### Exercise brief
Type out the material below exactly.

### Data section
_ _ _ _ _ _ _

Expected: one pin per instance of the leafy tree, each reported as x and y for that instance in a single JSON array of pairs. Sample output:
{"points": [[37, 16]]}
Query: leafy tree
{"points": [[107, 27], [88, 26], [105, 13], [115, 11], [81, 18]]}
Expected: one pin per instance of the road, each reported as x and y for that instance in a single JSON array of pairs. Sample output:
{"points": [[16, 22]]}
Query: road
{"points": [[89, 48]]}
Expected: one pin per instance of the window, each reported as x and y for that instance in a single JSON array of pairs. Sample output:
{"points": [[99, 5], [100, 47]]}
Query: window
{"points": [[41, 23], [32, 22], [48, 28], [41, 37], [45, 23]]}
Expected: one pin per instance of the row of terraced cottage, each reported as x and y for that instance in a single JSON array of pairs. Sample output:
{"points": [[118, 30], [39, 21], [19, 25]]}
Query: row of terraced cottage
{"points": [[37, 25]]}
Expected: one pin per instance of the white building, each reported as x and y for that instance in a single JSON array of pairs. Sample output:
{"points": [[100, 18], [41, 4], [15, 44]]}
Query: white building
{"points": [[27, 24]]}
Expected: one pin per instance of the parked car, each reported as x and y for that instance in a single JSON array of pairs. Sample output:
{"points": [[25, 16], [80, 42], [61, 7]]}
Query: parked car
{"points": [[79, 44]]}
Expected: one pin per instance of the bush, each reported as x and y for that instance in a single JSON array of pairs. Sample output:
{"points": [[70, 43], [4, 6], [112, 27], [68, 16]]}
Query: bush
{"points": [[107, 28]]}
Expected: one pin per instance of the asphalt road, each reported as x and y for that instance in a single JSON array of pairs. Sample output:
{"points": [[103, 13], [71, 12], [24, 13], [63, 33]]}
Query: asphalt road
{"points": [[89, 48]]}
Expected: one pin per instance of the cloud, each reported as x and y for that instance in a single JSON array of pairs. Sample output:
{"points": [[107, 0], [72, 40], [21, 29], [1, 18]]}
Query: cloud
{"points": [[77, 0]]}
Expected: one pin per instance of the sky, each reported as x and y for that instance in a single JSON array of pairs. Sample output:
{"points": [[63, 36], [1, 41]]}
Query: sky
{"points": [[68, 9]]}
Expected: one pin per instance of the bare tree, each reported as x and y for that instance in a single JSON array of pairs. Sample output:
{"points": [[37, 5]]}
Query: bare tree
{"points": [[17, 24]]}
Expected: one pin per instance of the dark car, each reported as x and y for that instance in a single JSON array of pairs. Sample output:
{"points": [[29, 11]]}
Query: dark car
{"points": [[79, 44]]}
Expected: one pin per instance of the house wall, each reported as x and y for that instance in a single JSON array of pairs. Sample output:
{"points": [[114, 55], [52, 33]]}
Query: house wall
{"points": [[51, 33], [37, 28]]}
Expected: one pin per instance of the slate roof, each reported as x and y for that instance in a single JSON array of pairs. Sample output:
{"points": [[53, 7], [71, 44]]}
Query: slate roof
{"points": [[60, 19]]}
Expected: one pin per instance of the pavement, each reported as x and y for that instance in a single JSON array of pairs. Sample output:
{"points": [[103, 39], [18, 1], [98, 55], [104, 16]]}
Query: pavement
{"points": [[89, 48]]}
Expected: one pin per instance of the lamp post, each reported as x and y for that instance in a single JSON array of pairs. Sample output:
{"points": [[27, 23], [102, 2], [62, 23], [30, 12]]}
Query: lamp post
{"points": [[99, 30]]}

_ _ _ _ _ _ _

### Complete response
Expected: one pin per instance of the leafy tree, each reported as x and y for that instance in a single JSON array of pairs. Sample output:
{"points": [[37, 16]]}
Query: leafy tree
{"points": [[107, 27], [88, 26], [105, 13], [115, 11], [81, 18]]}
Expected: one pin per instance of the road, each reported as x and y for that instance in a single JSON array of pairs. Sample output:
{"points": [[16, 22]]}
Query: road
{"points": [[89, 48]]}
Expected: one pin per instance of the window, each reported as x and y for that instance in a single JSON array of pairs. Sample output:
{"points": [[99, 5], [100, 47]]}
Query: window
{"points": [[41, 23], [32, 22], [48, 28], [41, 37], [45, 23]]}
Expected: one pin per instance of the row of terraced cottage, each reported as x and y for that instance in a single JSON array of pairs. Sample output:
{"points": [[118, 30], [39, 21], [19, 25]]}
Query: row of terraced cottage
{"points": [[37, 25]]}
Expected: one pin per instance of the white building, each reported as x and y for that instance in a single JSON array of pairs. Sample output:
{"points": [[100, 18], [41, 4], [15, 44]]}
Query: white building
{"points": [[27, 24]]}
Expected: one pin per instance of the parked car, each reported as x and y for that instance in a single JSON array of pairs. Sample output:
{"points": [[25, 16], [80, 42], [61, 7]]}
Query: parked car
{"points": [[79, 44]]}
Expected: one pin per instance of the bush, each reported as x and y for that instance in a single JSON array of pairs. Sample output:
{"points": [[70, 43], [4, 6], [112, 27], [68, 16]]}
Query: bush
{"points": [[107, 28]]}
Expected: one pin per instance of the asphalt road, each reported as x and y for that instance in a single JSON array of pairs. Sample output:
{"points": [[103, 13], [71, 12], [24, 13], [63, 33]]}
Query: asphalt road
{"points": [[89, 48]]}
Expected: one pin per instance of the cloud, each reported as x and y for that instance in a single JSON array of pairs. Sample output:
{"points": [[107, 0], [72, 40], [21, 29], [1, 18]]}
Query: cloud
{"points": [[77, 0]]}
Expected: one pin per instance of the sky, each reported as x and y for that instance in a single JSON array of pairs. Sample output:
{"points": [[63, 36], [1, 41]]}
Query: sky
{"points": [[68, 9]]}
Expected: one pin per instance of the bare tree, each reported as x and y for that instance in a single JSON array of pairs. Sample output:
{"points": [[37, 5]]}
Query: bare tree
{"points": [[17, 24]]}
Expected: one pin per instance of the dark car, each reported as x and y for that instance in a single JSON array of pairs. Sample output:
{"points": [[29, 11]]}
Query: dark car
{"points": [[79, 44]]}
Expected: one pin per instance of the house wall, each reported as x and y for that instance in a single JSON array of pairs. Sample output:
{"points": [[114, 55], [52, 33]]}
Query: house wall
{"points": [[51, 33], [37, 28]]}
Expected: one pin per instance of the slate roof, each reported as x and y for that instance in a single JSON array of pairs. Sample output:
{"points": [[53, 7], [71, 44]]}
Query: slate roof
{"points": [[60, 19]]}
Expected: one pin per instance of the pavement, each reported as x and y for that instance in a single JSON array of pairs. Sample output:
{"points": [[103, 39], [18, 1], [98, 55], [104, 16]]}
Query: pavement
{"points": [[89, 48]]}
Expected: one pin per instance of the lamp post, each reported as x and y for that instance in a single JSON array of pairs. Sample output:
{"points": [[27, 23], [102, 2], [62, 23], [30, 12]]}
Query: lamp post
{"points": [[99, 30]]}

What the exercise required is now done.